ESSEX is gripped by a “micro-pandemic” of knife crime with a four-fold rise in offences in seven years.

Official data shows Essex Police recorded 1,123 offences involving a knife or sharp weapon in 2019-20.

This was up from just 257 reported in 2012-13 when comparable data was first published.

The question is what we can do collectively do tackle the crisis.

Southend campaign group Young Lives Matter has joined with UK charity Take A Knife Save A Life as they work determinedly to ram home the anti-knife message.

The partnership comes just a week after the murder of 18-year-old Luke Bellfield, who was stabbed in Old Leigh last Friday.

Just two days after the teen’s murder, another knife incident occurred in Chalkwell Park where a teen was chased by a group of boys with a machete.

The campaign groups have now spelled out their plans to share projects and raise awareness of the danger of carrying or using a knife.

Young Lives Matter and TAKSAL are now working deter the use of knives in the county by educating children and getting them off the streets.

Mac Pemhiwa and Alex Waite founded the Young Lives Matter movement in 2018 and hosted their first event in Southend’s Garon Park to celebrate the life of Fabian Kacica, who lost his life to a knife.

Mac, 31, attended Belfairs School in Leigh and is now working to get kids in Southend educated about the consequences of carrying knives.

He said: “During lockdown we haven’t been able to go out and do knife crime awareness but I have been doing as much as I can on social media and being active through Young Lives Matter.

“TAKSAL is based in Barking where they’re doing a similar thing to raise awareness and they have different projects going on.

■ **TASKS TO PERFORM**
(1) List every person named in the article on knife crime in Essex.
(2) Carry on the article on knife crime in Essex from its last sentence.
The material after this point is separate from the knife crime article above.

■ **INFORMATION GIVEN**
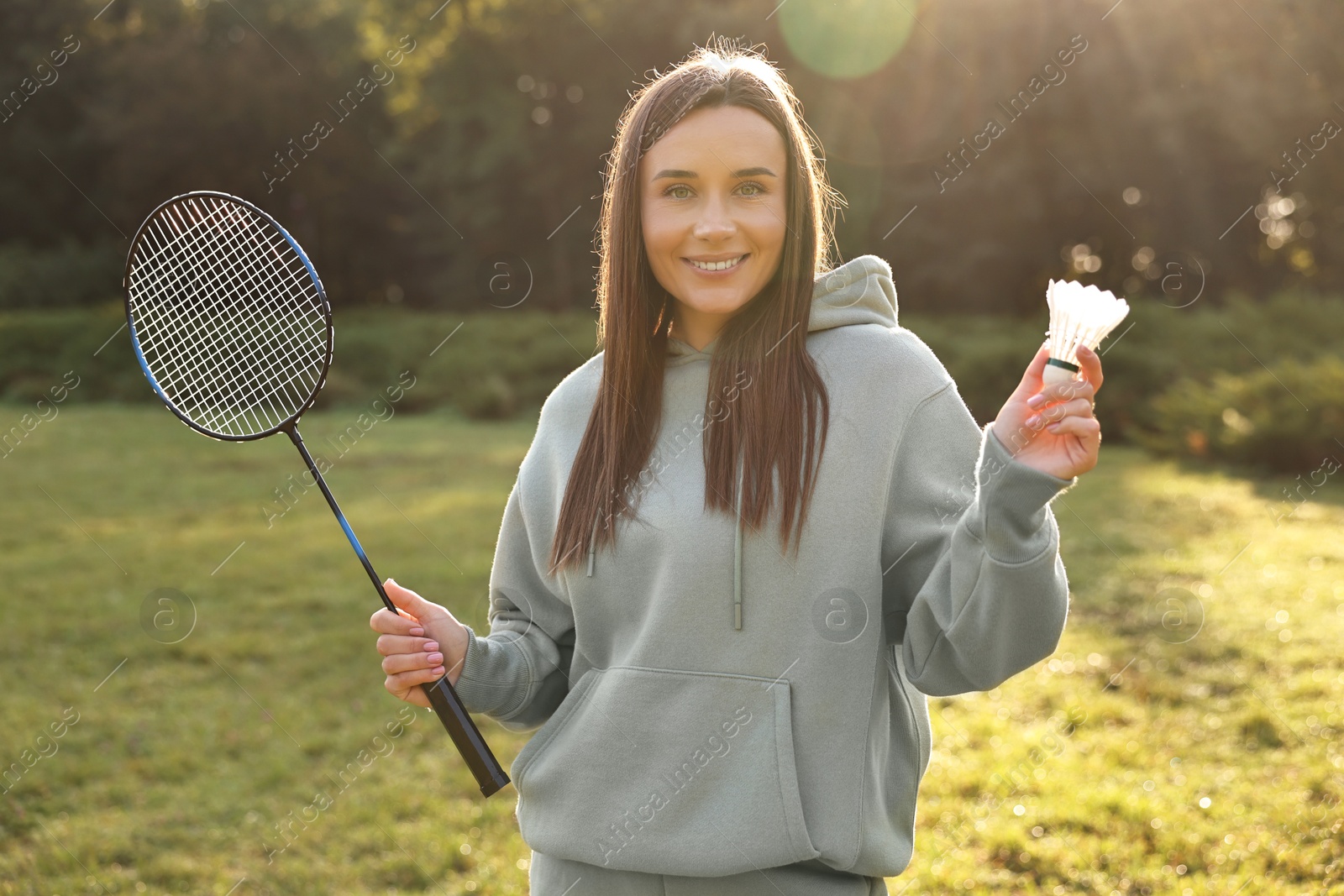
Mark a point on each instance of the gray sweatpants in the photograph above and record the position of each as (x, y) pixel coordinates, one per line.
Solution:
(551, 876)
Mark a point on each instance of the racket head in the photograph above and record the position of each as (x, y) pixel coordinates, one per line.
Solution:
(228, 316)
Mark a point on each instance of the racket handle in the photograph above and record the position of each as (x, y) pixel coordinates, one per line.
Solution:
(470, 743)
(450, 711)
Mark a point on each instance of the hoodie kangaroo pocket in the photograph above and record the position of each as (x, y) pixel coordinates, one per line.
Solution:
(669, 773)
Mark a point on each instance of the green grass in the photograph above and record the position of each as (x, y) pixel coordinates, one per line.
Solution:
(183, 762)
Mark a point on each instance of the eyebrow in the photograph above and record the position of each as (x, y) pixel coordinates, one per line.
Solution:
(745, 172)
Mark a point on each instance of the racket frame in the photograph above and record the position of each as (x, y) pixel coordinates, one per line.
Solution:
(312, 271)
(460, 726)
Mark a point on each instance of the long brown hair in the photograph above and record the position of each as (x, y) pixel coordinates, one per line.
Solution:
(761, 351)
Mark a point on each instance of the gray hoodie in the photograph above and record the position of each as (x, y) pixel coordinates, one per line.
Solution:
(707, 705)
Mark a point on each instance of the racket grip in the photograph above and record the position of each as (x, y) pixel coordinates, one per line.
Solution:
(470, 743)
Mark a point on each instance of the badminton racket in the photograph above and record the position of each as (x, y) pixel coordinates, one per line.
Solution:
(234, 332)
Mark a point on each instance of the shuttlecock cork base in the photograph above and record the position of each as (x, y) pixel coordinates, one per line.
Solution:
(1079, 316)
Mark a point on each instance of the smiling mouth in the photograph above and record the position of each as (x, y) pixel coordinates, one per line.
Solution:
(718, 266)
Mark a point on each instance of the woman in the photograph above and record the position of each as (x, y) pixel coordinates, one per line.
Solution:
(717, 712)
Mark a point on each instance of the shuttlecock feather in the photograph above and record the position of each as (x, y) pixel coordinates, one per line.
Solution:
(1079, 316)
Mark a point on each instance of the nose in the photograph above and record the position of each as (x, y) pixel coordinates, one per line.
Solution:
(714, 222)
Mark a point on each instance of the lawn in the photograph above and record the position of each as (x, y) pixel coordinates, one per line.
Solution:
(1182, 741)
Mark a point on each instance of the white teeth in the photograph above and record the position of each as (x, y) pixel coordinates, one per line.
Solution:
(726, 265)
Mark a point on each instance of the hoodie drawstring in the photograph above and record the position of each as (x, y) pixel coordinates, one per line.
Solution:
(737, 558)
(737, 553)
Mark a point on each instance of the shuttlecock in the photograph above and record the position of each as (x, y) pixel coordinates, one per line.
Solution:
(1079, 316)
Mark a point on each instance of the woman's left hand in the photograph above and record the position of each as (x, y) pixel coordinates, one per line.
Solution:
(1053, 430)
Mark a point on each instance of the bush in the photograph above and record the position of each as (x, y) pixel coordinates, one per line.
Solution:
(1168, 371)
(1284, 418)
(62, 277)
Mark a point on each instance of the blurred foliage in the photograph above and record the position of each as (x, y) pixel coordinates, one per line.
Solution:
(487, 139)
(1168, 371)
(1285, 417)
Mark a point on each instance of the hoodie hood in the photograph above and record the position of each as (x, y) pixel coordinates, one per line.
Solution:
(858, 291)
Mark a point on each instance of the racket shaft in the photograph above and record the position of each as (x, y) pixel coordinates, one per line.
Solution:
(445, 701)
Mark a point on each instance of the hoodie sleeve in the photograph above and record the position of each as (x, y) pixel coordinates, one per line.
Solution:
(974, 586)
(517, 674)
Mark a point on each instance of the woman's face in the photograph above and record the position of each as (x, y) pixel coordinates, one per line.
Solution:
(712, 190)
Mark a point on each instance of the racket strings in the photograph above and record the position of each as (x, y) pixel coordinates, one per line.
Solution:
(228, 318)
(255, 328)
(205, 329)
(232, 258)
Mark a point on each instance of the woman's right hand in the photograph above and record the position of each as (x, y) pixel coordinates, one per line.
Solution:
(420, 645)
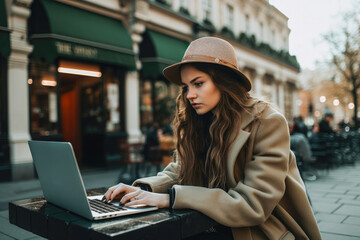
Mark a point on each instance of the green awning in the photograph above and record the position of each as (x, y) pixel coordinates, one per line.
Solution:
(4, 31)
(159, 51)
(60, 30)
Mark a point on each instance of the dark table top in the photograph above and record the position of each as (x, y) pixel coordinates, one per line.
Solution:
(49, 221)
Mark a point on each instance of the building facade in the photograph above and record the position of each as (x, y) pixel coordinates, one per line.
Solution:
(90, 71)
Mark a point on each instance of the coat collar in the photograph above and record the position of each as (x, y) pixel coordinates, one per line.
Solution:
(247, 117)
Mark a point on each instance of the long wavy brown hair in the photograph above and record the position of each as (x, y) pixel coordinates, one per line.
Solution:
(202, 141)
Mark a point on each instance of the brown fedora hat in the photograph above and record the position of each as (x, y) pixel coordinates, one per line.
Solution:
(208, 50)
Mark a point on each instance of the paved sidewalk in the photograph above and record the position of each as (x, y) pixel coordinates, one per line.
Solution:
(336, 202)
(335, 197)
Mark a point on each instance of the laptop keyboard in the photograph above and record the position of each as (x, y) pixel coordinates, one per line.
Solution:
(101, 207)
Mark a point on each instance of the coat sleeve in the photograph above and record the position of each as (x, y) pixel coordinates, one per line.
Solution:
(164, 180)
(252, 200)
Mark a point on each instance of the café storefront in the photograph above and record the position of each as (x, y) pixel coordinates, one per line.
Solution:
(76, 80)
(157, 51)
(5, 169)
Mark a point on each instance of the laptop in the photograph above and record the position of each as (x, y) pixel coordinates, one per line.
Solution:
(62, 185)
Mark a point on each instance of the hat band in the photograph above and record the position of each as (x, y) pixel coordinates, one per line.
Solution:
(200, 58)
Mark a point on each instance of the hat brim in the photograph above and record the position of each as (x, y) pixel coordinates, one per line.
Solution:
(172, 73)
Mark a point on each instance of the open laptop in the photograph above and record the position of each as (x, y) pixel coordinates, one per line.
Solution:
(63, 186)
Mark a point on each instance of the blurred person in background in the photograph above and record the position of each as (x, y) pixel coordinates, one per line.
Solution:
(232, 152)
(324, 124)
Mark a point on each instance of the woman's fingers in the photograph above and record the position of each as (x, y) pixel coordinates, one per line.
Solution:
(129, 196)
(108, 193)
(118, 191)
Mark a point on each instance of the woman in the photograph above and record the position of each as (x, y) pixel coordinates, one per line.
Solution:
(232, 152)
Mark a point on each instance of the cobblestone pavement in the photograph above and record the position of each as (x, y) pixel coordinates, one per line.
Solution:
(335, 198)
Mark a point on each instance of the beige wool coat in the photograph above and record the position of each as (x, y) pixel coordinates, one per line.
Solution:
(267, 197)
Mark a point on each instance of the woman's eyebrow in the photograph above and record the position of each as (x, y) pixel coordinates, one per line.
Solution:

■ **ANSWERS IN ORDER**
(1) Luke Bellfield, Mac Pemhiwa, Alex Waite, Fabian Kacica

(2)
“It made sense that if we were working on the same thing we could work together and bring what they’re doing in Barking to tackle knife crime to Southend.”

Mac wants schools to become more active and play a bigger part in the crackdown.

He added: “I think it’s very important that schools get involved in this work. Schools have been acting very naively and turning a blind eye to kids carrying knives.

“One of the things we will be doing is working with ex-offenders and get them going into schools and speaking to teens about the consequences – from people who carry knives, gang members and drug dealers.

“We have to be hard hitting with kids. They have become so desensitised.”

Andrew Hampton, headteacher at Thorpe Hall school said they work to do everything they can to remind pupils how dangerous knife crime is.

He said: “We were shocked to read the tragic news of the fatal stabbing in Leigh-on-Sea last week. At Thorpe Hall we include ‘street wise’ lessons as part of our PSHE programme and do all we can to remind pupils how dangerous and present knife crime can be.”

The council has been leading a nationally recognised campaign, See The Signs, since 2018 in partnership with the police.

Leader of the council, Ian Gilbert, said: “This has aimed to target both children and parents about the risks of child exploitation, county lines and knife crime. As part of this campaign we have developed school-based ‘see the signs’ workshops which have been facilitated in schools since 2019.

“We have delivered the programme to approximately 7,500 students in over 40 of the schools in the borough for those aged nine to 17 years old, and we will again return to schools soon and as national restrictions are eased.”

Mac is now a professional boxer and believes he can also “give back to the community” by using his work to get kids off the streets.

Mac added: “I’m trying to get some funding going so I can get a facility and get kids off the streets and into training with me boxing. “We need our ministers to be held accountable. Us in the community, we’re doing our part but the people that can make a change and put through legislation need to play their part as we battle this, I would say, micro pandemic.”

Mohamed-Sami Mbarki, project manager for TAKSAL, is preparing for the increase in knife crime they’re expecting to see post-Covid.

He said: “Pre-Covid it was bad but now it’s going to be three times worse.

“I’m scared because I have my kids growing up in this. We need to start preventing knife crime and making deterrents.”